## WHAT YOU NEED TO DO
Edit the material below so that "instance" becomes "object" everywhere, leaving every other character unchanged.

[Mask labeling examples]

──────────

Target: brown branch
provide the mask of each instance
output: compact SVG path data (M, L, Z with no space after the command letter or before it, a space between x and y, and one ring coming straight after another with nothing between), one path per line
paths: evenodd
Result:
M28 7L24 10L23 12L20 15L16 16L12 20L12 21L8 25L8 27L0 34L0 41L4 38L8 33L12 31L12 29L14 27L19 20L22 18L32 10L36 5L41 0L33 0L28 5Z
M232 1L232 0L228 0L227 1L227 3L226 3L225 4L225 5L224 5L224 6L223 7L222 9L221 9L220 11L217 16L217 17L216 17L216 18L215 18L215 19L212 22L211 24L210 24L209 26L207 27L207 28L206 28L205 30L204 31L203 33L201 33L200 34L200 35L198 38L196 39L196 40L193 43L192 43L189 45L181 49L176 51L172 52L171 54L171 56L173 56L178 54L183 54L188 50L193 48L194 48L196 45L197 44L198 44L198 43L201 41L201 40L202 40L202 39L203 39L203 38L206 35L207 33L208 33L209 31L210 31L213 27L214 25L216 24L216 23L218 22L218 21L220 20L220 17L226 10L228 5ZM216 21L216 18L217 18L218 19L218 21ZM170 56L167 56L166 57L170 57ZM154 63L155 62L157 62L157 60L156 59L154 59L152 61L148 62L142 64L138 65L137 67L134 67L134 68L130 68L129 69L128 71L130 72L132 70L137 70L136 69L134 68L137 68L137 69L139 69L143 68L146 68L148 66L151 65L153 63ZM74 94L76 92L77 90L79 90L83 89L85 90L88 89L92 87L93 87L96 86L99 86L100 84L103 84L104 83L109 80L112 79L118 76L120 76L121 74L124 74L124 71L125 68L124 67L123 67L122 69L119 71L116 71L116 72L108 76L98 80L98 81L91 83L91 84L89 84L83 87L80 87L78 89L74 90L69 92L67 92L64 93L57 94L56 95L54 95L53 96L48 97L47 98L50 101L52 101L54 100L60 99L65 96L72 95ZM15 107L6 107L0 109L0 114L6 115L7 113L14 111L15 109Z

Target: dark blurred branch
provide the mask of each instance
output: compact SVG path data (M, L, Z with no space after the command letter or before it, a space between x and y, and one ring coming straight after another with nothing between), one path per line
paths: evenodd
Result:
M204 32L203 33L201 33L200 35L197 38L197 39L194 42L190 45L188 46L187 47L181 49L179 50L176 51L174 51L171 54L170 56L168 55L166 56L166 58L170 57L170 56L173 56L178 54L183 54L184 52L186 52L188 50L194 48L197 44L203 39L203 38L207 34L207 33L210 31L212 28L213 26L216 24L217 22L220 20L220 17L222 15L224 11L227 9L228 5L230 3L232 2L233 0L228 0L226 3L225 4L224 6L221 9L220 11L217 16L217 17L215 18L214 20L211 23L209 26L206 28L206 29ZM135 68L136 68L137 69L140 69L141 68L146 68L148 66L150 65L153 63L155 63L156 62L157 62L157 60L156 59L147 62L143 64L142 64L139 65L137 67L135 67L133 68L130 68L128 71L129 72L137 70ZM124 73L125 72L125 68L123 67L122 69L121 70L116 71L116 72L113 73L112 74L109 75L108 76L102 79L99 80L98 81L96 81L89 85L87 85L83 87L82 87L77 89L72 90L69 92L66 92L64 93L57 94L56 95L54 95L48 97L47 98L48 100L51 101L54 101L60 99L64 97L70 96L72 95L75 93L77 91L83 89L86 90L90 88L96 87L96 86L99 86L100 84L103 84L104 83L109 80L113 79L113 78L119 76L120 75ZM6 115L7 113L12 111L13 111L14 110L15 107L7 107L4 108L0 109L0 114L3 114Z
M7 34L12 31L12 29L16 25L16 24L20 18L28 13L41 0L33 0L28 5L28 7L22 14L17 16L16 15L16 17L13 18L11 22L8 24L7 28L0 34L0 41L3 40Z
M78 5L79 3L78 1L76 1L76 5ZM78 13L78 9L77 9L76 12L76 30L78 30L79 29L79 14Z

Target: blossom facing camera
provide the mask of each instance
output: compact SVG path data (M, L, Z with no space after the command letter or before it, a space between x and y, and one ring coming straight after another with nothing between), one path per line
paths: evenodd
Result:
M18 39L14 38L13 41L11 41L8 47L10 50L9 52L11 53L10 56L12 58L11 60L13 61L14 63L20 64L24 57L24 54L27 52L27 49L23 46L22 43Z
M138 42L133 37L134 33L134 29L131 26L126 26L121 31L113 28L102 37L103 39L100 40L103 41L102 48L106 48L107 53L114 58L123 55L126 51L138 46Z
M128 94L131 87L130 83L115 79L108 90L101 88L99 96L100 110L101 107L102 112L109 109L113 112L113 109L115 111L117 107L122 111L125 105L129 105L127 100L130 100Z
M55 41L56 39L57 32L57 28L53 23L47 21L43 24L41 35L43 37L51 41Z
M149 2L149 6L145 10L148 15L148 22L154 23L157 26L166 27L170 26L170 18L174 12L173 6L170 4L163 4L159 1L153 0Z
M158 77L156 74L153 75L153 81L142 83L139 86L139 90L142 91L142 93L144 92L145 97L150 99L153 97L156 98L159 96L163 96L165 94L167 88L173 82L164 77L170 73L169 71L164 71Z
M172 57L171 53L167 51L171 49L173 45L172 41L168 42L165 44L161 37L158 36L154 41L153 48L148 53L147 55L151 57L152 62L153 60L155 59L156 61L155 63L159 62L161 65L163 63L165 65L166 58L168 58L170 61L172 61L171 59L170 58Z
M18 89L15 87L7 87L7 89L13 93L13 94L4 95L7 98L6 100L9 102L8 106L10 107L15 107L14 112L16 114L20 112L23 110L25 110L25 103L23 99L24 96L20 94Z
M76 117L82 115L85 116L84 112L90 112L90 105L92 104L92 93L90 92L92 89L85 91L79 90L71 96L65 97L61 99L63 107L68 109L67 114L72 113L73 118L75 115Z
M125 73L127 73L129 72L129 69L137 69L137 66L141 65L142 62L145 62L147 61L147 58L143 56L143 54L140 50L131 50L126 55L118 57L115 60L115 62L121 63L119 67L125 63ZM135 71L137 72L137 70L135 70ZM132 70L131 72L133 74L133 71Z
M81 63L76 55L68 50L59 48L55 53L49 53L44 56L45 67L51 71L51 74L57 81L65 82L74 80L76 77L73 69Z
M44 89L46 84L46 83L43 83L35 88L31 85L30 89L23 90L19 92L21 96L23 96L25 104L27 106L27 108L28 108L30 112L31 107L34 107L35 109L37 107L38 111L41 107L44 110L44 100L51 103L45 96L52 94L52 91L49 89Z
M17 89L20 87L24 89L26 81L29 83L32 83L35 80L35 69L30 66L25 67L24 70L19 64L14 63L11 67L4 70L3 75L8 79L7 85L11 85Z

──────────

## WRITTEN RESPONSE
Target: brown branch
provide the mask of each object
output: compact SVG path data (M, L, Z with no space after the command letter or before it, a space between x and y, and one ring coming straight after another with nothing between), one path per line
paths: evenodd
Result:
M28 7L24 10L23 12L20 15L16 16L12 20L12 21L8 25L8 27L0 34L0 41L4 38L8 33L12 31L12 29L14 27L19 20L22 18L32 10L36 5L41 0L33 0L28 5Z
M232 1L232 0L228 0L227 1L227 3L226 3L225 4L225 5L224 5L224 6L223 7L222 9L221 9L220 11L217 16L217 17L216 17L216 18L215 18L215 19L212 22L211 24L210 24L209 26L207 27L207 28L206 28L205 30L204 31L203 33L201 33L200 34L200 35L198 38L196 39L196 40L193 43L192 43L189 45L181 49L176 51L172 52L171 54L171 56L173 56L178 54L183 54L188 50L193 48L194 48L196 45L197 44L198 44L198 43L201 41L201 40L202 40L202 39L203 39L203 38L206 35L207 33L208 33L209 31L210 31L213 27L214 25L216 24L216 23L218 22L218 21L220 20L220 17L226 10L228 5ZM216 21L216 18L217 18L218 19L218 21ZM170 56L167 56L166 57L170 57ZM154 63L155 62L157 62L157 60L156 59L154 59L152 61L148 62L142 64L138 65L137 67L134 67L134 68L130 68L129 69L128 71L130 72L132 70L137 70L136 69L134 68L137 68L137 69L139 69L143 68L146 68L148 66L151 65L153 63ZM74 94L76 92L77 90L79 90L83 89L85 90L88 89L92 87L93 87L96 86L99 86L100 84L103 84L104 83L109 80L112 79L118 76L120 76L121 74L124 74L124 71L125 68L124 67L123 67L122 69L119 71L116 71L116 72L108 76L98 80L98 81L91 83L91 84L89 84L83 87L80 87L78 89L74 90L69 92L67 92L64 93L57 94L56 95L54 95L53 96L48 97L47 98L50 101L52 101L54 100L60 99L65 96L72 95ZM15 107L6 107L0 109L0 114L6 115L7 113L14 111L15 109Z

Target: dark blurred branch
provide the mask of each object
output: compact SVG path data (M, L, Z with no space after the command letter or before it, a space between x and y, and one ring coming straight after another with nothing between), one path per line
paths: evenodd
Result:
M204 32L203 33L201 33L200 35L197 38L197 39L194 42L190 45L188 46L187 47L181 49L179 50L176 51L174 51L171 54L170 56L168 55L166 56L166 58L170 57L170 56L173 56L178 54L183 54L184 52L186 52L188 50L194 48L197 44L203 39L203 38L207 34L207 33L210 31L212 28L213 26L216 24L217 22L220 20L220 17L222 15L224 11L227 9L228 5L230 3L232 2L233 0L228 0L226 3L225 4L224 6L221 9L220 11L217 16L217 17L215 18L214 20L211 23L209 26L206 28L206 29ZM135 68L136 68L137 69L140 69L141 68L146 68L148 66L150 65L153 63L155 63L156 62L157 62L157 60L156 59L147 62L143 64L142 64L139 65L137 67L135 67L133 68L130 68L128 71L129 72L137 70ZM124 73L125 72L125 68L123 67L122 69L121 70L116 71L116 72L113 73L112 74L109 75L108 76L102 79L99 80L98 81L96 81L89 85L87 85L83 87L82 87L77 89L72 90L69 92L66 92L64 93L57 94L56 95L54 95L48 97L47 98L48 100L51 101L54 101L60 99L64 97L70 96L72 95L75 93L77 91L83 89L86 90L90 88L96 87L96 86L99 86L100 84L103 84L104 83L109 80L113 79L113 78L119 76L120 75ZM6 115L7 113L12 111L13 111L14 110L15 107L7 107L4 108L0 109L0 114L3 114Z
M7 34L12 31L12 29L16 25L16 24L20 18L28 13L41 0L33 0L28 5L28 7L22 14L17 16L16 15L16 17L13 18L11 22L8 24L7 28L0 34L0 41L3 40Z
M78 5L79 3L78 1L76 1L76 5ZM78 13L78 9L77 9L76 12L76 30L78 30L79 29L79 14Z

Target: blossom facing camera
provide the mask of each object
output: compact SVG path data (M, L, Z with no space after the command letter or before it, a space between x and y, and one ring coming straight after another with nothing between), one path per line
paths: evenodd
Result:
M18 39L14 38L13 41L11 41L8 47L10 50L9 52L11 53L10 56L12 58L11 60L13 61L14 63L20 64L24 57L24 54L27 52L27 49L23 46L22 43Z
M138 42L133 37L134 33L134 29L131 26L126 26L121 31L113 28L102 37L103 39L100 40L103 41L102 48L106 48L107 53L114 58L123 55L126 51L138 46Z
M128 94L131 87L130 83L115 79L108 90L101 88L99 96L100 110L101 107L102 112L109 109L113 112L113 109L115 111L117 107L122 111L125 105L129 105L127 100L130 100Z
M55 41L56 39L57 32L57 28L53 23L47 21L43 24L41 35L43 37L51 41Z
M149 2L149 6L145 10L148 15L148 22L154 23L157 26L166 27L170 26L170 18L174 12L173 6L170 4L163 4L159 1L153 0Z
M158 77L156 74L153 75L153 81L142 83L139 86L139 90L142 91L142 93L144 92L145 97L150 99L153 97L156 98L159 96L163 96L165 94L167 88L173 82L164 77L170 73L169 71L164 71Z
M172 57L171 53L167 51L171 49L173 45L172 41L168 42L165 44L161 37L158 36L154 41L153 48L148 53L147 55L151 57L152 62L153 60L155 59L156 61L155 63L159 62L161 65L163 63L165 65L166 58L168 58L170 61L172 61L171 59L170 58Z
M18 89L15 87L7 87L7 89L13 93L13 94L4 95L7 98L6 100L9 102L8 106L10 107L15 107L14 112L16 114L20 112L23 110L25 110L25 103L23 99L24 96L20 94Z
M76 117L82 115L85 116L84 112L90 112L90 105L92 104L92 93L90 92L92 89L85 91L79 90L71 96L65 97L61 99L63 107L68 109L67 114L72 113L73 118L75 115Z
M125 73L127 73L129 72L129 69L137 69L137 66L141 65L142 62L145 62L147 61L147 58L143 56L143 54L140 50L131 50L126 55L118 57L115 60L115 62L121 63L119 67L125 63ZM135 71L137 72L137 70L135 70ZM132 70L131 72L133 74L133 71Z
M81 63L76 55L68 50L59 48L55 53L49 53L44 56L45 67L51 71L51 74L57 81L65 82L74 80L76 77L73 69Z
M44 89L46 84L46 83L43 83L35 88L31 85L30 89L23 90L19 92L21 96L23 96L25 104L27 106L27 108L28 108L30 112L31 107L34 107L35 109L37 107L38 111L41 107L44 110L44 100L51 103L45 96L52 94L52 91L49 89Z
M17 89L20 87L24 89L26 81L29 83L32 83L35 80L35 69L30 66L25 67L24 70L19 64L14 63L11 67L4 70L3 75L8 79L7 85L11 85Z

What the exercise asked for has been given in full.